Problem: Find every line in the entries below that contains the string "fence" and copy each such line in full. Matching is case-sensitive.

Dataset extract:
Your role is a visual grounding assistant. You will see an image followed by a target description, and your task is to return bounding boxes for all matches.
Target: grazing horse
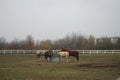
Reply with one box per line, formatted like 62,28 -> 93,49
44,50 -> 53,62
58,51 -> 69,62
36,50 -> 46,59
62,48 -> 79,61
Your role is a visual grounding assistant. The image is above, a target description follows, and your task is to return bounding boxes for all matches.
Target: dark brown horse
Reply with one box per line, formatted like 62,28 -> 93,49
62,48 -> 79,61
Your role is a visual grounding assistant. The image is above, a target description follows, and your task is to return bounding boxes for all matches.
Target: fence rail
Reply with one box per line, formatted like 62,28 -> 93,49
0,50 -> 120,54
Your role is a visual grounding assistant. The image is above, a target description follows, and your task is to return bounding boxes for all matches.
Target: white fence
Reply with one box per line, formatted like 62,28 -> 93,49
0,50 -> 120,54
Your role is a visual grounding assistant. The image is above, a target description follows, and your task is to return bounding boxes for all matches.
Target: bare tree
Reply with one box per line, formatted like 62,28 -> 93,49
26,35 -> 34,49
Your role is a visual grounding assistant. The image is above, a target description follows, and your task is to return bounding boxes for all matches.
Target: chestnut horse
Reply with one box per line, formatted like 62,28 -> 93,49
44,50 -> 53,62
58,51 -> 69,62
62,48 -> 79,61
36,50 -> 53,61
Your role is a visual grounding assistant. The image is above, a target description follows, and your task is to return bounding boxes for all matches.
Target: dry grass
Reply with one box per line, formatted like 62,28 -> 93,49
0,54 -> 120,80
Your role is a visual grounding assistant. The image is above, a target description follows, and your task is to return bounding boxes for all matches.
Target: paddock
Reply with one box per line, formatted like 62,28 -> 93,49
0,53 -> 120,80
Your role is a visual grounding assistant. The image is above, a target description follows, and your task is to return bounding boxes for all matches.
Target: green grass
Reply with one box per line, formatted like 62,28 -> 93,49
0,54 -> 120,80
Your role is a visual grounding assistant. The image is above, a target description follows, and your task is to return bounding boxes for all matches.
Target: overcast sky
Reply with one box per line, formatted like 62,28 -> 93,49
0,0 -> 120,41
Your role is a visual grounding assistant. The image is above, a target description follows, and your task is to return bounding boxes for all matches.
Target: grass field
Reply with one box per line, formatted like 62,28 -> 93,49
0,54 -> 120,80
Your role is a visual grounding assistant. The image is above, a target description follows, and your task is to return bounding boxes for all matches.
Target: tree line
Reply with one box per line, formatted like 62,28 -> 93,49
0,33 -> 120,50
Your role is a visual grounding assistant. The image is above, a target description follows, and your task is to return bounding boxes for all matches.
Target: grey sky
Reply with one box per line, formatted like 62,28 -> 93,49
0,0 -> 120,40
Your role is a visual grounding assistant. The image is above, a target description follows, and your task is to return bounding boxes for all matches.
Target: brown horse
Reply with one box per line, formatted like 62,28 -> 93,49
62,48 -> 79,61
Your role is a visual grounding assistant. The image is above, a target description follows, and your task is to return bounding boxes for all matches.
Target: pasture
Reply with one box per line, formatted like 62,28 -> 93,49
0,53 -> 120,80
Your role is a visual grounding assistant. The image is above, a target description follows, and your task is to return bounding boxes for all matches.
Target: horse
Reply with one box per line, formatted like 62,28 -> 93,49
36,50 -> 46,59
62,48 -> 79,62
58,51 -> 69,62
44,50 -> 53,62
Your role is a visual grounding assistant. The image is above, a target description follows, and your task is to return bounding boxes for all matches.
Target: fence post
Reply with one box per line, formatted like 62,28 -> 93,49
3,50 -> 5,55
89,50 -> 92,55
10,50 -> 12,54
83,50 -> 85,54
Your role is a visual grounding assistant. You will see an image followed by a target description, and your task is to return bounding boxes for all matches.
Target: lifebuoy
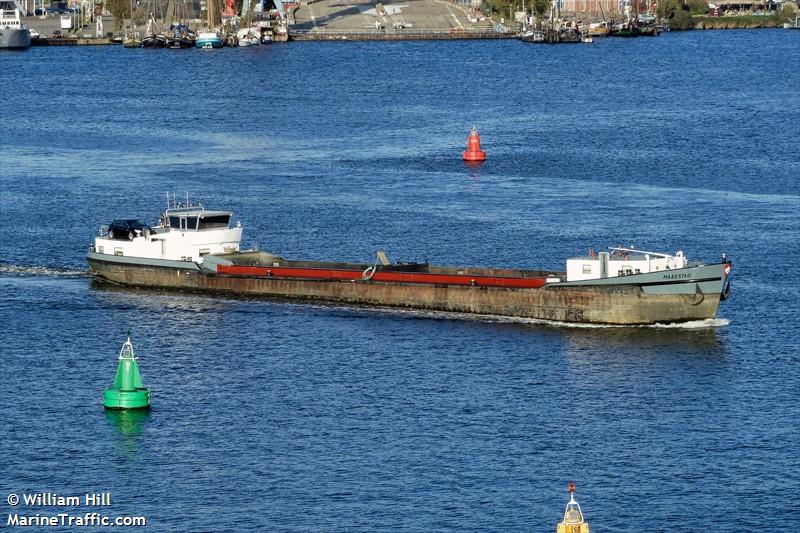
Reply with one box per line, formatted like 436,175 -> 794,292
361,265 -> 378,281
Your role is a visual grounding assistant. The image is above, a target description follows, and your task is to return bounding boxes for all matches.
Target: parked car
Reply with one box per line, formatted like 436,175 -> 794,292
108,219 -> 150,241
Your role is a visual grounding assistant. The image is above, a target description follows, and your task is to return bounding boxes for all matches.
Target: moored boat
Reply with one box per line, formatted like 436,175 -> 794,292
236,28 -> 261,47
122,31 -> 142,48
87,198 -> 731,325
195,30 -> 224,49
520,30 -> 545,43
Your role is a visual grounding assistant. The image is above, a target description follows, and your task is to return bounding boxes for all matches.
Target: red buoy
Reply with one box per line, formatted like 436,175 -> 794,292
464,126 -> 486,161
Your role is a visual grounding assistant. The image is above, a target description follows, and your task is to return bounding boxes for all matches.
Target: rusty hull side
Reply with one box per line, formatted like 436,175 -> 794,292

Result:
Target: fence rail
Target: white fence
Target: fence post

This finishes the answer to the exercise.